_QUOTED TEXT_
- - -

City pollution in the lowermost atmosphere does not travel far.  The major factor in longer-range movement of pollution is the up-lift of air from the boundary layer into the free troposphere lying above.  The troposphere is split into two regions; the1-2km nearest the Earth’s surface is the boundary layer, and the region above it is the free troposphere.
Our understanding of the effect of long-range pollution transport has relied heavily on the use of computer models but there has been only limited use of observations to validate such models.  Providing validation from observations requires researchers to address the following questions.  Can we detect a polluted air mass leaving a city or region and follow this as it evolves over thousands of miles?  How does the composition change over time?  Where do the emissions end up?  To answer these questions requires a massive experimental and computational challenge, requiring models to make highly accurate predictions of weather and atmospheric transport, in combination using aircraft to make detailed and source-unique measurements, by flying into remote regions of the atmosphere. A successful coupling of model and measurements in the field provides the key validation of model performance, and from this, quantitative estimates of emissions and impacts.

- - -

Excerpt from a dataset
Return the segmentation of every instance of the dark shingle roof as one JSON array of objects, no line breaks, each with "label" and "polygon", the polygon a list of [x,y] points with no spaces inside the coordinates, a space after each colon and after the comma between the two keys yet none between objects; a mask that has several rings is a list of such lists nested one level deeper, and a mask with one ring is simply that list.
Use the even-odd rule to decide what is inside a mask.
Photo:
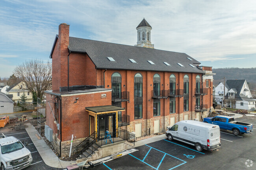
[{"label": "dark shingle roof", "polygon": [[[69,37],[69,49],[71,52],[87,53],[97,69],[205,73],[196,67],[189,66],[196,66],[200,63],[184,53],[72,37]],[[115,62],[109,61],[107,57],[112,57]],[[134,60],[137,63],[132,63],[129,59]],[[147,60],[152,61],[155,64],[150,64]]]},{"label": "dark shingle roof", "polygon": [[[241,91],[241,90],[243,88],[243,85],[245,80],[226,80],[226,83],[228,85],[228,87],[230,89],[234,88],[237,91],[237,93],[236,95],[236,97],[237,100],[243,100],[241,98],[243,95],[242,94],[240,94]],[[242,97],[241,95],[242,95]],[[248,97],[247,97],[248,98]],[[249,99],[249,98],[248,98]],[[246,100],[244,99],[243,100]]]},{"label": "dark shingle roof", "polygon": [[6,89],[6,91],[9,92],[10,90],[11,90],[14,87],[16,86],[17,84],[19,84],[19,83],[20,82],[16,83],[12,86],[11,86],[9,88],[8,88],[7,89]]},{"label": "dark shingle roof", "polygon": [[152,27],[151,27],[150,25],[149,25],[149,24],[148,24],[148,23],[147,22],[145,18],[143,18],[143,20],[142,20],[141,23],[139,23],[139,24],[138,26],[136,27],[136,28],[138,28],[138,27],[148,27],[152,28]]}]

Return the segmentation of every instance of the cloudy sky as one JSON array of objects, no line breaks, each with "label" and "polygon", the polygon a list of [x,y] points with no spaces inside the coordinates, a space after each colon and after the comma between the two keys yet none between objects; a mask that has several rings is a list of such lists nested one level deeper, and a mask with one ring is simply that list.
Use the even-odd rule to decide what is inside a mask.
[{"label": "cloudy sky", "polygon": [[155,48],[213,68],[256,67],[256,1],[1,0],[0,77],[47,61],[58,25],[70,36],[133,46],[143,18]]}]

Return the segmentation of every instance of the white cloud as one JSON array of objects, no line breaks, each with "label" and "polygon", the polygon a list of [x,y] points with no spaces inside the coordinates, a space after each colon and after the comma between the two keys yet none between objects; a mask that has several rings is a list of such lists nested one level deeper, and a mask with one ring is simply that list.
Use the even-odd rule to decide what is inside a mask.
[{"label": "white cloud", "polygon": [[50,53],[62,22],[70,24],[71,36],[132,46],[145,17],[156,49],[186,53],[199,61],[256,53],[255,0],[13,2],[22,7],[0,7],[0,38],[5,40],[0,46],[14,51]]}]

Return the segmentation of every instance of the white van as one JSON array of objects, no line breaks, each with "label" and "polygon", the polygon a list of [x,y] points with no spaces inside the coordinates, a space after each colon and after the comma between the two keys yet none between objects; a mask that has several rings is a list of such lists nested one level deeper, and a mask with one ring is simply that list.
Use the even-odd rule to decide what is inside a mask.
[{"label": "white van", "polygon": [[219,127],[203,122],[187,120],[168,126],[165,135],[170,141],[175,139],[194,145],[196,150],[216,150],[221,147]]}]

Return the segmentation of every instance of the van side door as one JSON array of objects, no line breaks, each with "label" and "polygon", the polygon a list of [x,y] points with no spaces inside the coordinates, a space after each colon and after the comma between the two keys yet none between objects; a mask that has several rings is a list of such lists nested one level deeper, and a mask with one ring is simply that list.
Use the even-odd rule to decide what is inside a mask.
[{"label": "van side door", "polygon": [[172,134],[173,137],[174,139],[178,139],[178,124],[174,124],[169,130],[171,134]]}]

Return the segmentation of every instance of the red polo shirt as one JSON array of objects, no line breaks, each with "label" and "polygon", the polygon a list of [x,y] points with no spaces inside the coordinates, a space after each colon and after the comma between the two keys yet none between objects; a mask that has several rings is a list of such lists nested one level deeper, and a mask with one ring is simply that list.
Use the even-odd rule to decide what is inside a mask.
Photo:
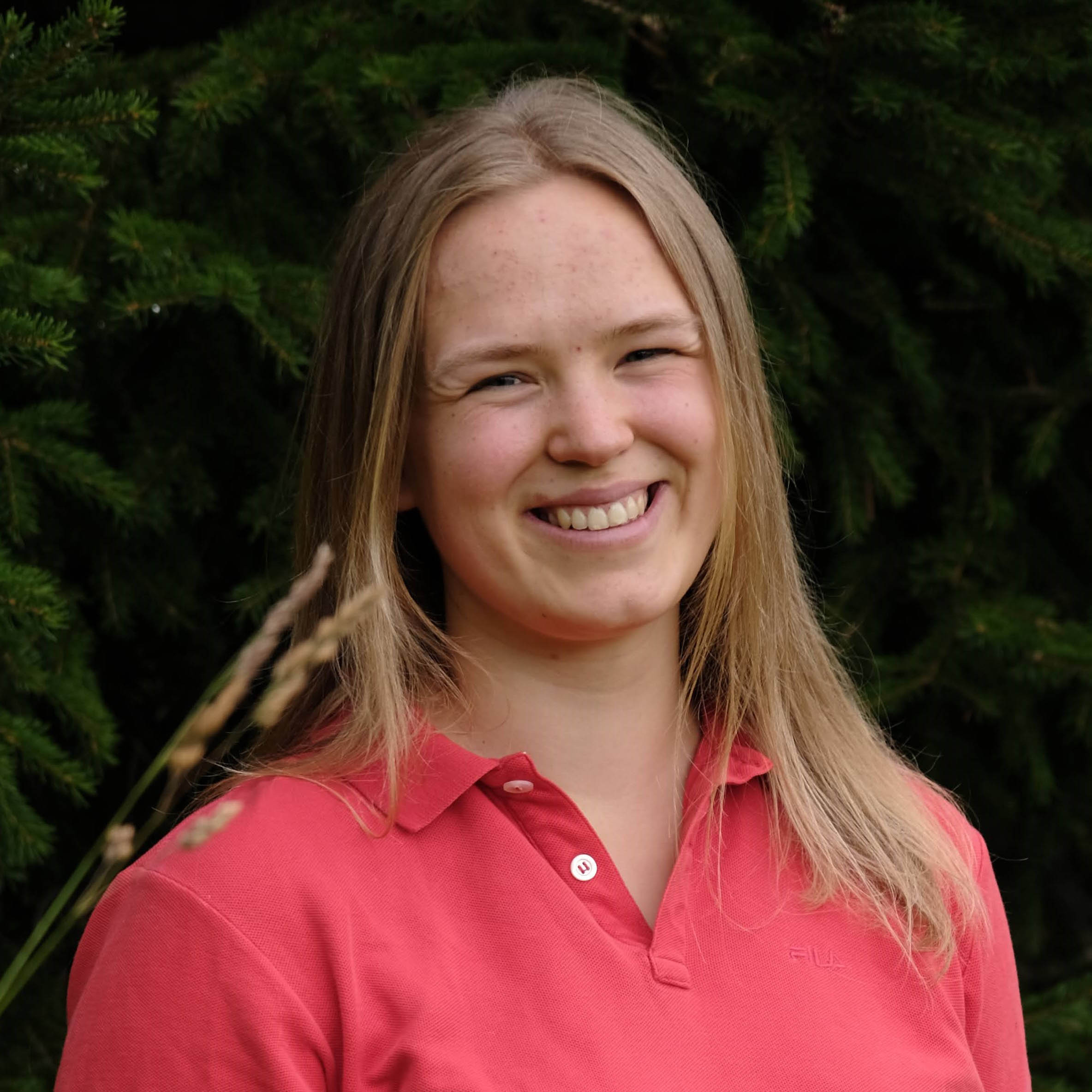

- - -

_WORK TO DO_
**A)** In the text on pollution transport, substitute "mixed layer" for "boundary layer" and give the part from "City pollution in" to "the free troposphere." again with that change.
**B)** Condense the paragraph of the pollution transport text that begins "Our understanding of the effect" into a bulleted list that keeps its main facts.
**C)** Carry on the text about pollution transport from the point where it stops.

_THE REPLIES_
**A)**
City pollution in the lowermost atmosphere does not travel far.  The major factor in longer-range movement of pollution is the up-lift of air from the mixed layer into the free troposphere lying above.  The troposphere is split into two regions; the1-2km nearest the Earth’s surface is the mixed layer, and the region above it is the free troposphere.

**B)**
- Knowledge of how long-range pollution transport matters has depended mostly on computer models, with little use of observations to validate them.
- Validating the models with observations means asking three things:
  - Can a polluted air mass be detected leaving a city or region and followed over thousands of miles?
  - How does its composition change over time?
  - Where do the emissions end up?
- Answering these is a huge experimental and computational task:
  - Models must predict weather and atmospheric transport very accurately.
  - Aircraft must fly into remote parts of the atmosphere to take detailed, source-unique measurements.
- Successfully pairing models with field measurements validates model performance and yields quantitative estimates of emissions and impacts.

**C)**
Once in the middle and upper troposphere, jet streams can move these gases and aerosols (small particles) thousands of miles, often in distinct stratified layers of pollution rich air.  Based on observations and computer models, researchers now propose that for a wide range of atmospheric pollutants, this is the main method of transport on large scales.  The transport of pollutants can therefore be considered as being ‘embedded’ within weather systems themselves, and has lead to the concept of chemical weather.  Many different meteorological processes can aid the redistribution of surface pollutants from local to global, for example large-scale advection (horizontal movement), deep convection and convection embedded within frontal systems.  Long-range transport of pollutants such as nitrogen oxides and volatile organic compounds can lead to further increases in free troposphere concentrations of ozone (formed when nitrogen dioxide is exposed to sunlight) and aerosols downstream, of significance to climate change researchers.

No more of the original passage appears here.